- [Provided information]:
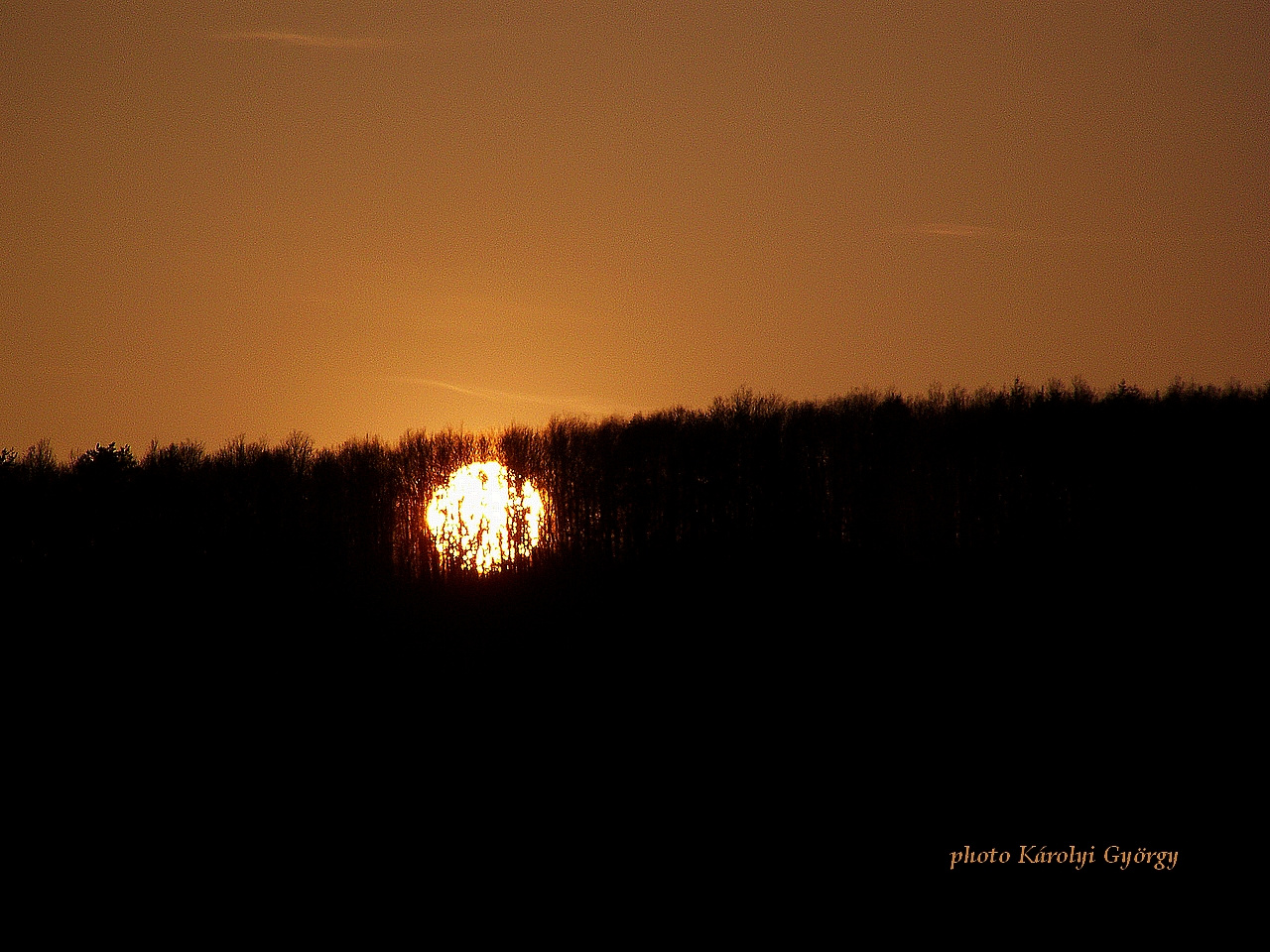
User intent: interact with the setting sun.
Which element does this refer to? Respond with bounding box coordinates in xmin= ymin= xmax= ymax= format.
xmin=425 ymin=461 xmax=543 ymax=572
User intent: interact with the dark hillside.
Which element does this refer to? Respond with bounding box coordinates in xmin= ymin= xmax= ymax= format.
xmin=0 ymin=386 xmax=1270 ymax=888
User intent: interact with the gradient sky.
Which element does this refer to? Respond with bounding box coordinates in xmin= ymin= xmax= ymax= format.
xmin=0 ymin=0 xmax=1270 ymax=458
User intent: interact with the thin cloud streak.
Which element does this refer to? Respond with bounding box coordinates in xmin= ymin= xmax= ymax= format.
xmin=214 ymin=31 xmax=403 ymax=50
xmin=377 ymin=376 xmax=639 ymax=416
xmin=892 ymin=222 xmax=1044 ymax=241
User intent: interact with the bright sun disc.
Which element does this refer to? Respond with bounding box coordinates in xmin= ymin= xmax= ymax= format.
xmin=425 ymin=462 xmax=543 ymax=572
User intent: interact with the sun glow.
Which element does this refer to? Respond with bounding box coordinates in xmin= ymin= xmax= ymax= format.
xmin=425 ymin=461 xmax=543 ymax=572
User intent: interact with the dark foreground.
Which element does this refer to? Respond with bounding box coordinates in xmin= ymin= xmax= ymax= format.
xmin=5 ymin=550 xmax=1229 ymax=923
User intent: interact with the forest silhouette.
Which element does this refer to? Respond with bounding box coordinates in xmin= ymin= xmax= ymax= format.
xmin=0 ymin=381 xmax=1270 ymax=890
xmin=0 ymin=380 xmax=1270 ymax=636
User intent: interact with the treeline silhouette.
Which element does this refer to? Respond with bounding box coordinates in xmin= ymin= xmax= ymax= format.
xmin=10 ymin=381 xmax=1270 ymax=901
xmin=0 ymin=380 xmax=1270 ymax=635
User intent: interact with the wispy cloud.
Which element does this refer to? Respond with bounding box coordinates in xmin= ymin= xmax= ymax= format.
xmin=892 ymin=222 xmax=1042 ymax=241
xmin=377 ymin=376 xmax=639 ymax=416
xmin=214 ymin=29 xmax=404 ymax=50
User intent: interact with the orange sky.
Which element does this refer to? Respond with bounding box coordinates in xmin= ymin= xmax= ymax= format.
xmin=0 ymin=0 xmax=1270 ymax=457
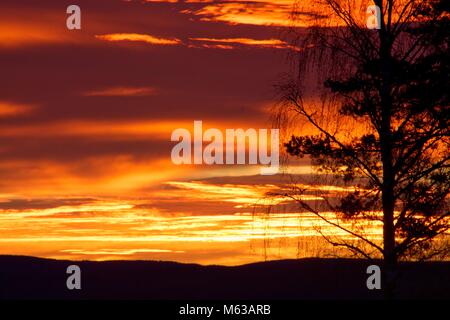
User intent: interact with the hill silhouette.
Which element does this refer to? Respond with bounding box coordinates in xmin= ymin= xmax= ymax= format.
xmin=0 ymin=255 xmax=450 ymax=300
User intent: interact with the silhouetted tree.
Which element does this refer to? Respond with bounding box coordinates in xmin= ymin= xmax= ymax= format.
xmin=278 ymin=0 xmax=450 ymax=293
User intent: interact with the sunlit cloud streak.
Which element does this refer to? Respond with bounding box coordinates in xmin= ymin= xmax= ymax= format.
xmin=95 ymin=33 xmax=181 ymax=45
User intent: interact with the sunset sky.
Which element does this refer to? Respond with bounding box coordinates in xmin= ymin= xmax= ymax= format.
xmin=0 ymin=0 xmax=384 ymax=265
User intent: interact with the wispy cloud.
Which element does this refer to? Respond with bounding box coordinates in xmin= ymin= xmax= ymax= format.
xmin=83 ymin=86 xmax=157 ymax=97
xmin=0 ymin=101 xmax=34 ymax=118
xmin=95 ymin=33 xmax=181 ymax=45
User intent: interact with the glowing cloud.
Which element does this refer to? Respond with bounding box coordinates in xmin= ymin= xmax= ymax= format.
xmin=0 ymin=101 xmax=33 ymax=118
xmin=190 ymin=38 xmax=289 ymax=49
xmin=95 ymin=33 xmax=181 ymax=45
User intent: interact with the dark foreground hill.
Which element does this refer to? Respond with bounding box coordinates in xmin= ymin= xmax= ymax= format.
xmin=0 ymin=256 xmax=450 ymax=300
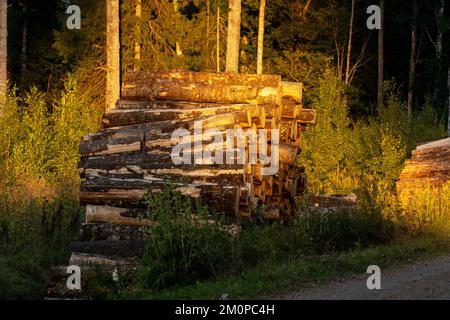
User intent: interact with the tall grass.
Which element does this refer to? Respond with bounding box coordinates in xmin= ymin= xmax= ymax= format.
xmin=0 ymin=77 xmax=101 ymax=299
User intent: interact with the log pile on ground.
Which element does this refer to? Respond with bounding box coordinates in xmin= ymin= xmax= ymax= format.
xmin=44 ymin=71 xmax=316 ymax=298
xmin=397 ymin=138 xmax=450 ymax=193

- [Set exercise]:
Rewrite all of the data above as a JSON list of strings, one string per line, with blank lines dropped. Omit the pictures from the result.

- [Solution for this exercise]:
[
  "User intent: interact with the setting sun.",
  "Which element does this refer to? Respond with bounding box coordinates in xmin= ymin= xmax= ymax= format.",
  "xmin=425 ymin=461 xmax=543 ymax=572",
  "User intent: interact with the dark hillside.",
  "Which element does this refer to? Respond with bounding box coordinates in xmin= ymin= xmax= ymax= format.",
  "xmin=0 ymin=386 xmax=1270 ymax=888",
  "User intent: interact with the gradient sky.",
  "Which element does this refer to? Respond with bounding box coordinates in xmin= ymin= xmax= ymax= format.",
  "xmin=0 ymin=0 xmax=1270 ymax=458",
  "User intent: interact with the thin cloud streak.",
  "Which element does this refer to? Respond with bounding box coordinates in xmin= ymin= xmax= ymax= format.",
  "xmin=214 ymin=31 xmax=403 ymax=50",
  "xmin=377 ymin=376 xmax=639 ymax=416",
  "xmin=892 ymin=222 xmax=1044 ymax=241",
  "User intent: interact with the bright sun disc.",
  "Which element does this refer to? Respond with bounding box coordinates in xmin= ymin= xmax= ymax= format.",
  "xmin=425 ymin=462 xmax=543 ymax=572",
  "User intent: interact with the sun glow.",
  "Which element does this refer to? Respond with bounding box coordinates in xmin= ymin= xmax= ymax= format.",
  "xmin=425 ymin=461 xmax=543 ymax=572",
  "User intent: interact with the dark foreground.",
  "Which element does this refer to? Respond with bounding box coordinates in xmin= ymin= xmax= ymax= format.",
  "xmin=5 ymin=550 xmax=1229 ymax=923",
  "User intent: interact with the forest silhouette.",
  "Which element does this refer to? Respond with bounding box coordinates in xmin= ymin= xmax= ymax= format.",
  "xmin=0 ymin=381 xmax=1270 ymax=890",
  "xmin=0 ymin=380 xmax=1270 ymax=636",
  "User intent: interact with the treeline silhouette.",
  "Which element does this refer to? Respond with bounding box coordinates in xmin= ymin= xmax= ymax= format.",
  "xmin=10 ymin=381 xmax=1270 ymax=901",
  "xmin=0 ymin=380 xmax=1270 ymax=635",
  "User intent: interact with the wispy cloud.",
  "Which element does this refer to? Respond with bounding box coordinates in xmin= ymin= xmax= ymax= format.",
  "xmin=892 ymin=222 xmax=1042 ymax=241",
  "xmin=377 ymin=376 xmax=639 ymax=416",
  "xmin=214 ymin=29 xmax=404 ymax=50",
  "User intent: interact with the orange sky.",
  "Which element does this refer to? Respond with bounding box coordinates in xmin= ymin= xmax= ymax= format.",
  "xmin=0 ymin=0 xmax=1270 ymax=457",
  "User intent: interact with the hill silhouette.",
  "Which element does this refer to? Respond with bounding box coordinates in xmin= ymin= xmax= ymax= format.",
  "xmin=0 ymin=255 xmax=450 ymax=300",
  "User intent: interact with the silhouetted tree.",
  "Which element does this refer to? Respond with bounding box coordinates in xmin= ymin= xmax= ymax= format.",
  "xmin=278 ymin=0 xmax=450 ymax=293",
  "User intent: interact with the sunlit cloud streak.",
  "Which element does this refer to? Respond with bounding box coordinates in xmin= ymin= xmax= ymax= format.",
  "xmin=95 ymin=33 xmax=181 ymax=45",
  "User intent: interact with the sunset sky.",
  "Which element does this refer to? Respond with bounding box coordinates in xmin= ymin= xmax= ymax= format.",
  "xmin=0 ymin=0 xmax=384 ymax=265",
  "User intent: interact with the wispy cloud.",
  "Which element does this refer to? Respond with bounding box coordinates in xmin= ymin= xmax= ymax= format.",
  "xmin=83 ymin=86 xmax=157 ymax=97",
  "xmin=0 ymin=101 xmax=34 ymax=118",
  "xmin=95 ymin=33 xmax=181 ymax=45",
  "User intent: interact with the glowing cloud.",
  "Which element does this refer to? Respond with bounding box coordinates in xmin= ymin= xmax= ymax= format.",
  "xmin=0 ymin=101 xmax=33 ymax=118",
  "xmin=190 ymin=38 xmax=289 ymax=49",
  "xmin=95 ymin=33 xmax=181 ymax=45",
  "User intent: interact with the dark foreground hill.",
  "Which element does this refer to? Respond with bounding box coordinates in xmin= ymin= xmax= ymax= format.",
  "xmin=0 ymin=256 xmax=450 ymax=300",
  "User intent: interact with the tall grass.",
  "Which element does this refer to? Respond with bounding box coordinates in xmin= ymin= xmax= ymax= format.",
  "xmin=0 ymin=77 xmax=101 ymax=299",
  "User intent: interact with the log pile on ground.",
  "Which element does this refer to? Respond with bounding box coordinates in xmin= ymin= xmax= ymax= format.",
  "xmin=44 ymin=71 xmax=316 ymax=298",
  "xmin=397 ymin=138 xmax=450 ymax=193"
]